Prompt 1
According to the text on gut bacteria, why are the benefits of probiotics likely to be temporary?
Prompt 2
In the text on gut bacteria, rewrite the passage starting at "Supporting digestion: 4" and ending at "are likely temporary.", swapping "microbiota" for "microbial community".

Given text

Supporting digestion: 4 ways to help gut bacteria thrive
Probiotics—it’s a term you probably recognize and associate with cups of yogurt—but what exactly does it mean? How do probiotics help you maintain your digestive health?
In layman’s terms, probiotics are microorganisms—usually strains of bacteria—normally present in fermented foods that help promote a healthy gastrointestinal (GI) tract. There are trillions of microbes living in our digestive system, producing compounds that support our overall health. Like these microbes—collectively referred to as the microbiota—probiotics help us digest food, produce chemicals and perform other functions that benefit us. Unlike our inherent gut microbiota, probiotics may not stably colonize our GI tract, so their benefits are likely temporary.

[Dataset entries]
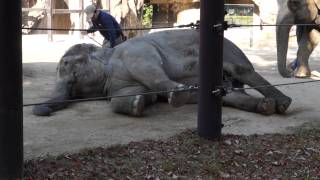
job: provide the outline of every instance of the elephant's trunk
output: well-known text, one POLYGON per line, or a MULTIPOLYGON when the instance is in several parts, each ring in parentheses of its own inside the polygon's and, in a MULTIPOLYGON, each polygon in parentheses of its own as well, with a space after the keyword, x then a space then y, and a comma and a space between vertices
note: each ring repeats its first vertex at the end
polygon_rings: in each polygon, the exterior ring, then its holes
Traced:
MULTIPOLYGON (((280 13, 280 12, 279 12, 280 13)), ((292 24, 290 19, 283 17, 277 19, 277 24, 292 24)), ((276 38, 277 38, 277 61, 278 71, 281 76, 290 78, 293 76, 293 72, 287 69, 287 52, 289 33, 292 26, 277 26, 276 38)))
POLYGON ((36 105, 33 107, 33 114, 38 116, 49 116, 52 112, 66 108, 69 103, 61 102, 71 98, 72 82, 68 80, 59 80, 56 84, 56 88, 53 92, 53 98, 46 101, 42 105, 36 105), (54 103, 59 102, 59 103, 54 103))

...

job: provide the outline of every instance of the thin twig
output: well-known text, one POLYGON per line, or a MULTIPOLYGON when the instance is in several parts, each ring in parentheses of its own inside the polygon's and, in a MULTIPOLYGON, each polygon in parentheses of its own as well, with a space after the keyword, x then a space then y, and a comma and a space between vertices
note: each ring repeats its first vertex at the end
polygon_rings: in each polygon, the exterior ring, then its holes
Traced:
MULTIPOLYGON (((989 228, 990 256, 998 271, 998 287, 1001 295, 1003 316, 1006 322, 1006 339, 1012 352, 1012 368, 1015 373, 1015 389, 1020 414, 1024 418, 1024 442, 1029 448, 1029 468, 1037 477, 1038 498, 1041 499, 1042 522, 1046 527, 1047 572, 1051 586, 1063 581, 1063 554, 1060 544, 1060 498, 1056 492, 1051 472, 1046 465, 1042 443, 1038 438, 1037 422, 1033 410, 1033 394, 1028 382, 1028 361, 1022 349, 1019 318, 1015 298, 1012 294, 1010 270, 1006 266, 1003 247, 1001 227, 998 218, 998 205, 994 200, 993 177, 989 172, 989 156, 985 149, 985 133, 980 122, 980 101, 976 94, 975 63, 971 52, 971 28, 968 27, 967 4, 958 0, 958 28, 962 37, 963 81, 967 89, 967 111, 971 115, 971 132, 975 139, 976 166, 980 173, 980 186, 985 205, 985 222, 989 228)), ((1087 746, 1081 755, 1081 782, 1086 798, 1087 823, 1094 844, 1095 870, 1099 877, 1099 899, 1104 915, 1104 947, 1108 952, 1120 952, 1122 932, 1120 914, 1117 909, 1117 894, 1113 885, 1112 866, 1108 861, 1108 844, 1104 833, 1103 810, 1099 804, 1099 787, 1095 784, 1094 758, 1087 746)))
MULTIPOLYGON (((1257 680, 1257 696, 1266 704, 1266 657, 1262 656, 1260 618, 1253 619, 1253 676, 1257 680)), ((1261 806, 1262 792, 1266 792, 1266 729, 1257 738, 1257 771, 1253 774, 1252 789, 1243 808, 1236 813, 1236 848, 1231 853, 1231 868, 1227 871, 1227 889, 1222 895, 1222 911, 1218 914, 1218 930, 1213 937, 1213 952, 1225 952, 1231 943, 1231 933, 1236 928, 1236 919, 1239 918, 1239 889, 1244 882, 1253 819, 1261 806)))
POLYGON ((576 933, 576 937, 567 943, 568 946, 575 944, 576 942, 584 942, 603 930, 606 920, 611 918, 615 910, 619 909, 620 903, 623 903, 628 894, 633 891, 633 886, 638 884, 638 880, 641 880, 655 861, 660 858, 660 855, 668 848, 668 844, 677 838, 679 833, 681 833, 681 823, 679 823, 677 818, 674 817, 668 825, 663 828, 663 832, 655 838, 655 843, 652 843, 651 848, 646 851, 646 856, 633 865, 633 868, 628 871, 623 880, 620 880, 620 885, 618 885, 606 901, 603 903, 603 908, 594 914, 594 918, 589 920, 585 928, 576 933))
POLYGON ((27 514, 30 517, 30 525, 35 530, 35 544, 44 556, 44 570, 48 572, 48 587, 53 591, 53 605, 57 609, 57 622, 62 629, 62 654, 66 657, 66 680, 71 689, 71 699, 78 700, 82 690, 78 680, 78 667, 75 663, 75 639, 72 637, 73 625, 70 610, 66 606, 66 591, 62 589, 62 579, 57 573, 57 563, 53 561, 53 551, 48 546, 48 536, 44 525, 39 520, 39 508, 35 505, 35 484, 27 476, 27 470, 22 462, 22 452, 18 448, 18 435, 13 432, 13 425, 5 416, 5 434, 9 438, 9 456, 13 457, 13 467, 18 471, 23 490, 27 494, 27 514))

Response box 1
Probiotics may not stably colonize the gastrointestinal tract, unlike the gut microbiota already present there, so their benefits are likely temporary.

Response box 2
Supporting digestion: 4 ways to help gut bacteria thrive
Probiotics—it’s a term you probably recognize and associate with cups of yogurt—but what exactly does it mean? How do probiotics help you maintain your digestive health?
In layman’s terms, probiotics are microorganisms—usually strains of bacteria—normally present in fermented foods that help promote a healthy gastrointestinal (GI) tract. There are trillions of microbes living in our digestive system, producing compounds that support our overall health. Like these microbes—collectively referred to as the microbial community—probiotics help us digest food, produce chemicals and perform other functions that benefit us. Unlike our inherent gut microbial community, probiotics may not stably colonize our GI tract, so their benefits are likely temporary.